### Listing
++++

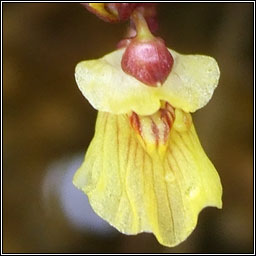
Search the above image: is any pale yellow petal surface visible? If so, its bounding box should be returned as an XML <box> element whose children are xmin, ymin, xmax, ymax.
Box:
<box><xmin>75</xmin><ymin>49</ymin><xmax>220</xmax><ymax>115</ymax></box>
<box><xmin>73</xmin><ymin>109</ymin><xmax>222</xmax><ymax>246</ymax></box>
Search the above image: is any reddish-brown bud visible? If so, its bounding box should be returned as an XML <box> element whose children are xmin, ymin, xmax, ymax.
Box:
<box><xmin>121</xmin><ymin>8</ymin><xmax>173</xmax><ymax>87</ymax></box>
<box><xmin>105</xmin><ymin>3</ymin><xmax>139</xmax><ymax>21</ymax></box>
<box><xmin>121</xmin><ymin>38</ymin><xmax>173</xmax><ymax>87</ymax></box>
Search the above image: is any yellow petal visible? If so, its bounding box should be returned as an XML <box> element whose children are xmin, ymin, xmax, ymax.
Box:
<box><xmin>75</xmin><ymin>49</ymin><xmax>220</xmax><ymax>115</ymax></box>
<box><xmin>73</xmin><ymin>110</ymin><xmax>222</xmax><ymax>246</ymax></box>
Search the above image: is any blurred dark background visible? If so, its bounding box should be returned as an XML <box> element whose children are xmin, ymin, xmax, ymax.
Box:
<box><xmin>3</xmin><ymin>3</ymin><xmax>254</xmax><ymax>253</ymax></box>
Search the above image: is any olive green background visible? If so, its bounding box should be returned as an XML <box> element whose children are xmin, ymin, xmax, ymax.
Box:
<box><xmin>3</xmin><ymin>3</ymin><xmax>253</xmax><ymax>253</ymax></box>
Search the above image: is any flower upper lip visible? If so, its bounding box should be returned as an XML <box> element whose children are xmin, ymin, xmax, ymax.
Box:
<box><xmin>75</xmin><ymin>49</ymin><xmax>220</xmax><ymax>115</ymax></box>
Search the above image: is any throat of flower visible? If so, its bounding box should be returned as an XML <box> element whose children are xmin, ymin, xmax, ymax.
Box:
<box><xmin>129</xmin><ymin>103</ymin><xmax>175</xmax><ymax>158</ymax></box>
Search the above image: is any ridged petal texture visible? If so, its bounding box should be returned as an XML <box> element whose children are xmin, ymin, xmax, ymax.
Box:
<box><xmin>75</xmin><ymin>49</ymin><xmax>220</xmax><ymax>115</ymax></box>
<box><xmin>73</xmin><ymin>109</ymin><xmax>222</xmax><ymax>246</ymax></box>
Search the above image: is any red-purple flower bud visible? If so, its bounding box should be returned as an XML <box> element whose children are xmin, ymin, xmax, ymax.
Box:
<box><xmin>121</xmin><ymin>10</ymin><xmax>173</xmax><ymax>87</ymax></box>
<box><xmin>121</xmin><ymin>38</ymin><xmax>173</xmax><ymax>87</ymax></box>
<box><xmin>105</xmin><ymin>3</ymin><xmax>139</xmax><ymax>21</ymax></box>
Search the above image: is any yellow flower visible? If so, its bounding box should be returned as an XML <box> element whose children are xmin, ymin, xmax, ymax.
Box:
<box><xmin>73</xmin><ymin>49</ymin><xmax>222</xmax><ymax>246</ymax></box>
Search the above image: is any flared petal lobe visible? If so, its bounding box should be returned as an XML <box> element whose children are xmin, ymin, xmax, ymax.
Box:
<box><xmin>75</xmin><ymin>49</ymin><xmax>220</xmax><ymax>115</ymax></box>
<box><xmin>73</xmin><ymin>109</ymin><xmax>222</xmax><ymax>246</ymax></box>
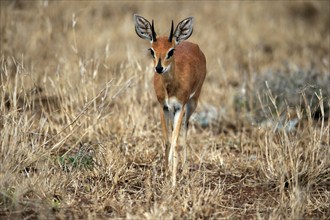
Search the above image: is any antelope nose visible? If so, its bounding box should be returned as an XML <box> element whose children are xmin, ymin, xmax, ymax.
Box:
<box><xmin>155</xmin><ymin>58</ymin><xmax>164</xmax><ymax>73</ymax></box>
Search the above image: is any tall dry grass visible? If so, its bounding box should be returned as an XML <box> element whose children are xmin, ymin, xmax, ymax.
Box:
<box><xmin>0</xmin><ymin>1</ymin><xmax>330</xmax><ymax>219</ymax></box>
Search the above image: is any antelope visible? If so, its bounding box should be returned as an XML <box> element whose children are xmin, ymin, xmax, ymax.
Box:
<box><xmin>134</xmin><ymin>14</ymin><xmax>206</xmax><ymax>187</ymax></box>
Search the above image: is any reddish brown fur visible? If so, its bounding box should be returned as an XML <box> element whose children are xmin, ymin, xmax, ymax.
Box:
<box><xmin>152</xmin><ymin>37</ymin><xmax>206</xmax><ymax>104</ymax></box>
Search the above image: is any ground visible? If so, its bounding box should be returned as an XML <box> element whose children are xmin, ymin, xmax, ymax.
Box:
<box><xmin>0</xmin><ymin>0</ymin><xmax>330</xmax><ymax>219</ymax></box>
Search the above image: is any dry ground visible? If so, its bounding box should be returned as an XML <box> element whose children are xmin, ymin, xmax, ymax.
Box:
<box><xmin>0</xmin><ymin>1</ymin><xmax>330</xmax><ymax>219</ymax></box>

++++

Reproduce all of the records above word for word, omitting the pictures.

Search the above image: is any pale yellow petal surface visible? If so, its bounding box should be returned as an XML <box> element whose children are xmin, ymin, xmax, ymax.
Box:
<box><xmin>75</xmin><ymin>49</ymin><xmax>220</xmax><ymax>115</ymax></box>
<box><xmin>73</xmin><ymin>109</ymin><xmax>222</xmax><ymax>246</ymax></box>
Search the above image: is any reddish-brown bud visible? If so, its bounding box should be returned as an XML <box> element whose children are xmin, ymin, xmax, ymax.
Box:
<box><xmin>121</xmin><ymin>8</ymin><xmax>173</xmax><ymax>87</ymax></box>
<box><xmin>105</xmin><ymin>3</ymin><xmax>139</xmax><ymax>21</ymax></box>
<box><xmin>121</xmin><ymin>38</ymin><xmax>173</xmax><ymax>87</ymax></box>
Search the above image: is any yellow petal visible? If so, its bounding box should be returned as an XML <box> element whose children are xmin, ymin, xmax, ymax.
Box:
<box><xmin>75</xmin><ymin>49</ymin><xmax>220</xmax><ymax>115</ymax></box>
<box><xmin>73</xmin><ymin>110</ymin><xmax>222</xmax><ymax>246</ymax></box>
Search the above image: is any blurred dark background visible? If so, its bounding box should be returned as an XML <box> element whose children are xmin, ymin, xmax, ymax.
Box:
<box><xmin>3</xmin><ymin>3</ymin><xmax>254</xmax><ymax>253</ymax></box>
Search the above image: is any olive green background visible? If so, its bounding box should be returned as an XML <box> element whose children are xmin, ymin, xmax, ymax.
Box:
<box><xmin>3</xmin><ymin>3</ymin><xmax>253</xmax><ymax>253</ymax></box>
Search the above image: is any flower upper lip visible? If so, its bounding box should be returned as an XML <box> element whose children are xmin, ymin, xmax, ymax.
Box:
<box><xmin>75</xmin><ymin>49</ymin><xmax>220</xmax><ymax>115</ymax></box>
Search the above image: is any throat of flower visible? If so, its bounding box should be returned as an XML <box> element whose children are xmin, ymin, xmax, ymax.
Box:
<box><xmin>129</xmin><ymin>103</ymin><xmax>175</xmax><ymax>158</ymax></box>
Search the above image: is any ridged petal texture visible? If so, its bounding box should be returned as an XML <box> element whose children are xmin, ymin, xmax, ymax.
Box:
<box><xmin>75</xmin><ymin>49</ymin><xmax>220</xmax><ymax>115</ymax></box>
<box><xmin>73</xmin><ymin>109</ymin><xmax>222</xmax><ymax>246</ymax></box>
Search the above image: is any red-purple flower bud visible? If so, its bounding box should be returned as an XML <box> element whose children are xmin, ymin, xmax, ymax.
Box:
<box><xmin>121</xmin><ymin>10</ymin><xmax>173</xmax><ymax>87</ymax></box>
<box><xmin>121</xmin><ymin>38</ymin><xmax>173</xmax><ymax>87</ymax></box>
<box><xmin>105</xmin><ymin>3</ymin><xmax>139</xmax><ymax>21</ymax></box>
Search the above image: is any yellow flower visible? If so, its bounding box should be returned as an XML <box> element whose children are xmin, ymin, xmax, ymax.
Box:
<box><xmin>73</xmin><ymin>49</ymin><xmax>222</xmax><ymax>246</ymax></box>
Search the above image: is any flared petal lobe visible? If so, its bounding box should be returned as an XML <box> element whose children are xmin, ymin, xmax, ymax.
Box:
<box><xmin>75</xmin><ymin>49</ymin><xmax>220</xmax><ymax>115</ymax></box>
<box><xmin>73</xmin><ymin>109</ymin><xmax>222</xmax><ymax>246</ymax></box>
Search the above image: is any antelope nose visible? If so, its bounding box should be returned as an XML <box> element whose children are xmin, ymin, xmax, ymax.
Box:
<box><xmin>155</xmin><ymin>58</ymin><xmax>164</xmax><ymax>73</ymax></box>
Search the above image: is any tall dry grass visible? If so, its bounding box should be returned as an XML <box> element whose children are xmin, ymin, xmax, ymax.
Box:
<box><xmin>0</xmin><ymin>1</ymin><xmax>330</xmax><ymax>219</ymax></box>
Search the above image: is any antelope visible? If so, its bounding box should be returned as an XML <box> element whose children are xmin, ymin, xmax, ymax.
Box:
<box><xmin>134</xmin><ymin>14</ymin><xmax>206</xmax><ymax>187</ymax></box>
Search the above image: is any reddish brown fur visible? If so, its bounding box should be returned as an XML <box> element whose children are xmin, ymin, xmax, ymax.
Box:
<box><xmin>152</xmin><ymin>37</ymin><xmax>206</xmax><ymax>104</ymax></box>
Search the above image: is any ground visible? If so, its bounding box should be returned as an XML <box> element whose children are xmin, ymin, xmax, ymax.
Box:
<box><xmin>0</xmin><ymin>0</ymin><xmax>330</xmax><ymax>219</ymax></box>
Search the above image: is any dry ground visible? If so, its bounding box should be returned as an XML <box> element whose children are xmin, ymin, xmax, ymax.
Box:
<box><xmin>0</xmin><ymin>1</ymin><xmax>330</xmax><ymax>219</ymax></box>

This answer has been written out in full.